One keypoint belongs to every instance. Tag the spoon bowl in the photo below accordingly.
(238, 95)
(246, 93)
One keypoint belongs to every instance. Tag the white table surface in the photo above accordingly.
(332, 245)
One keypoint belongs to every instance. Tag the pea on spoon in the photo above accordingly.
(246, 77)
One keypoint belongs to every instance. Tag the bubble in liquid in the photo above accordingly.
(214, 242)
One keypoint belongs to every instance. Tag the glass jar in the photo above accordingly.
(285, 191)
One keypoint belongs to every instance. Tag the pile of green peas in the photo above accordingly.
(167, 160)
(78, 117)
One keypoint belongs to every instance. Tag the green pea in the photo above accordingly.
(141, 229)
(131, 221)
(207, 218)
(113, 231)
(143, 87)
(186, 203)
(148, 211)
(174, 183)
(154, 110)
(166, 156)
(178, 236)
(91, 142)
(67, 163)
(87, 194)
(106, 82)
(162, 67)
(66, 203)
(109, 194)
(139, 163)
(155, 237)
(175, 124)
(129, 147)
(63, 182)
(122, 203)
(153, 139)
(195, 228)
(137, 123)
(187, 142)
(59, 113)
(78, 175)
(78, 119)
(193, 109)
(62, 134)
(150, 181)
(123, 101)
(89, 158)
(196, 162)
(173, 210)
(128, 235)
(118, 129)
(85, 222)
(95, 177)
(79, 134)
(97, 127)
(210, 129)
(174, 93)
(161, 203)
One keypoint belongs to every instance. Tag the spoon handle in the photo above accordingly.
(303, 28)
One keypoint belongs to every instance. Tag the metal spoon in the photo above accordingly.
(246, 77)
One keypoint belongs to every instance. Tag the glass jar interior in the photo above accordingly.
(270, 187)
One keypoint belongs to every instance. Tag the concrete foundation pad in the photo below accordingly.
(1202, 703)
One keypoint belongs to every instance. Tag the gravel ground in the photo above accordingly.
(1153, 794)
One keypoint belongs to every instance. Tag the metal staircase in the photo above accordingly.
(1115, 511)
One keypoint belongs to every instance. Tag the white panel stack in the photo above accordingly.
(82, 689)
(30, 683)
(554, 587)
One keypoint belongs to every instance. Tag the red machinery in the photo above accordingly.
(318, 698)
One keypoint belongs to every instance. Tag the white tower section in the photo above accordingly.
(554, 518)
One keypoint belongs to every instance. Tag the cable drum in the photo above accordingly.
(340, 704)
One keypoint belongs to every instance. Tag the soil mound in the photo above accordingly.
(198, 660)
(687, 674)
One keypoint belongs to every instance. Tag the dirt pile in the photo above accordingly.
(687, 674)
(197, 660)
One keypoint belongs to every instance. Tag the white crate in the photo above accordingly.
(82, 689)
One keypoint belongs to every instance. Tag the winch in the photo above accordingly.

- [What is required] Reproduce all of the records above line for line, with no changes.

- [Exercise result]
One keypoint belongs to every instance. Tag the spoon bowl in the photo below accordingly.
(238, 95)
(246, 93)
One keypoint belongs to every instance. Tag the white table surface in the photo above accordingly.
(332, 245)
One keypoint belongs to every instance. Tag the pea on spoon in the photo above accordingly.
(246, 77)
One keypoint belongs to every instance. Tag the bubble in liquid in the photo above accordingly.
(214, 242)
One keypoint belongs to every instance. Tag the glass jar in the photo above accordingly.
(285, 191)
One keypoint belongs to every instance. Tag the pile of green peas in the photo above accordingly.
(167, 160)
(78, 117)
One keypoint belongs to every instance. Tag the green pea in the photo above accordingly.
(141, 229)
(131, 221)
(207, 218)
(113, 231)
(143, 87)
(186, 203)
(148, 211)
(174, 183)
(154, 110)
(166, 156)
(178, 236)
(91, 142)
(67, 163)
(87, 194)
(106, 82)
(162, 67)
(66, 203)
(109, 194)
(139, 163)
(155, 237)
(175, 124)
(129, 147)
(63, 182)
(122, 203)
(153, 139)
(195, 228)
(137, 123)
(187, 142)
(59, 113)
(78, 175)
(78, 119)
(193, 109)
(62, 134)
(150, 181)
(123, 101)
(89, 158)
(196, 162)
(173, 210)
(128, 235)
(118, 129)
(85, 222)
(95, 177)
(79, 134)
(97, 127)
(210, 129)
(174, 93)
(161, 203)
One keypoint belongs to every instance. Tag the spoon handle in the photo above accordingly.
(303, 28)
One keypoint belongs to every instance. Tag the metal spoon in the photo above accordingly.
(246, 77)
One keypoint belongs to every instance. Tag the glass jar interior in the photo above accordingly.
(270, 187)
One keypoint belongs to every instance. Tag the concrete foundation pad in the photo below accordingly.
(1202, 703)
One keypoint belongs to every instance. Tag the gravel ground in the photo above accordingly.
(1153, 794)
One keypoint belongs to every instance. Tag the metal staircase in the photo above accordingly.
(1115, 511)
One keypoint belongs to every instance. Tag the white panel stack in the photo above accordingly.
(82, 689)
(30, 683)
(554, 587)
One keypoint belongs to every instance. Tag the red machinery in the photo above accordingly.
(318, 698)
One keypoint belongs to every instance. Tag the white tower section in the photo above accordingly.
(554, 518)
One keypoint belongs to every instance. Tag the cable drum in the photo above accordingly.
(340, 704)
One keypoint belongs to every instance. Tag the soil mound in the photo above accordingly.
(198, 660)
(687, 674)
One keypoint belongs to every instance. Tag the dirt pile in the photo above accordingly.
(687, 674)
(197, 660)
One keypoint belongs to every instance. Tag the white crate in the photo above accordingly.
(82, 689)
One keypoint belongs to every instance. Tag the winch in the photo above accordingly.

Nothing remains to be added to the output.